→ **Job 1**: In the VSaaS training text, how many VSaaS providers does the comparison guide cover?
→ **Job 2**: Pick up the VSaaS training text from where it stops and continue it.

→ **Excerpted text**:
::::

Training: VSaaS Hosted/Managed BasicsAuthor: John Honovich, Published on Aug 21, 2010
This hour long training explains the basics behind Video Surveillance as a Service (VSaaS). If you want to learn about the most talked about emerging trend in the industry, this is an ideal place to start.
VSaaS eases deployment and use of video surveillance to residential and small business users. However, the market is early with so many different providers and even numerous different architectures.
In this training, we explain:
- The key terminology and issues behind Video Surveillance as a Service including the 'cloud', services, managed video, hosted video, port forwarding, UPnP, 'plug n play' and more
- The 4 most common architectures: (1) live only, (2) storage on-board cameras, (3) storage in on-site appliances and (4) storage in the cloud. We then examine the tradeoffs of each
- The differences between today's VMS software and the emerging VSaaS providers
- The different business models and the implications of varying 'go to market' strategies.
The introduction video below overviews our training:
This training is an introduction and pre-requisite to our VSaaS Comparison Guide explaining the approaches and differences of 22 VSaaS providers.
Understanding terminology is especially important for VSaaS is an emerging market and no standard terminology is practiced by providers.
VSaaS: We use VSaaS (Video Surveillance as a Service) as it contrasts traditional implementations requiring a server (DVR, NVR, etc.) .The concept of a service can be compared to Google's Gmail where no server is installed or managed at the end-user's facility. The service is dependent via the end-user's connection to the Cloud or the Internet which provides live monitoring and investigative functionality.
Cloud: The provider utilizes the Internet (cloud) to connect a user to their data that is hosted by the provider and their facilities. Potentially located in various geographical locations, the user's data is accessible anywhere with an Internet connection.

::::

→ **Material**:
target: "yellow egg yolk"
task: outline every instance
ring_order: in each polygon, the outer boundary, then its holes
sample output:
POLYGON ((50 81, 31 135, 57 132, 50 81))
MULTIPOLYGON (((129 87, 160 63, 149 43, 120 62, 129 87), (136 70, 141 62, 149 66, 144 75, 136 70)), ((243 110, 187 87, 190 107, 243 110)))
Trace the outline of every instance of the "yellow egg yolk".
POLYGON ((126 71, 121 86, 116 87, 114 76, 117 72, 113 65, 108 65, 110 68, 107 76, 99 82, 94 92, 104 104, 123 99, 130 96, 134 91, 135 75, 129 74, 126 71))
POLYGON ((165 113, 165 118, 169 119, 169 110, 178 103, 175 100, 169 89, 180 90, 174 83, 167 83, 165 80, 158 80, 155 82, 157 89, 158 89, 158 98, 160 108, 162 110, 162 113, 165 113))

::::

→ **Result 1**: 22

→ **Result 2**:
Managed / Hosted: The term Managed refers to using an appliance at the end-user's facility (DVR, NVR, NAS, etc.) and the provider "manages" the data via the Cloud. A hosted service would not require this appliance and all storage is housed by the provider.
Plug-N-Play: This is a more generic term referencing ease of installation and setup. USB hard drives are an example of plug-n-play devices - once plugged in and detected by the PC, data is accessible on the drive without additional software installation. Comparing to surveillance, a camera that requires the installer to input the IP address is not plug-n-play.
With various methods to deploy VSaaS, we examine four different categories with an emphasis on storage configurations relative to it's physical location.
None: Here, no storage is hosted by the end-user (at the facility) nor the provider. The VSaaS provider responds to the request to view live video, then establishes the connection from the camera to the end-user's workstation.
On-board Camera: Utilizing the on-board storage via the camera's MicroSDHC feature, data is stored locally. The difference in this architecture is the end-user is provided both live monitoring and archived data - limited by maximum storage capabilities of MicroSDHC.
On-site (NAS / NVR): In a multi-camera deployment, upstream bandwidth will be limited and/or insufficient. With an appliance (NAS, NVR, etc.) at the end-user's facility, this approach allows VSaaS providers to communicate only with the local device, providing data to the end-user. Ultimately, this saves bandwidth from the end-user's facility to the Cloud.
Cloud: With zero storage on-site, all video is sent, stored and managed at the VSaaS provider's data center. The end-user makes requests for live or archived video to the provider via the cloud and not directly to the camera(s).
VSaaS vs. VMS
VSaaS solutions can be a competitor or a substitute for VMS, vice versa and some even provide both. Here, we examine the advantages and disadvantages when comparing the two solutions.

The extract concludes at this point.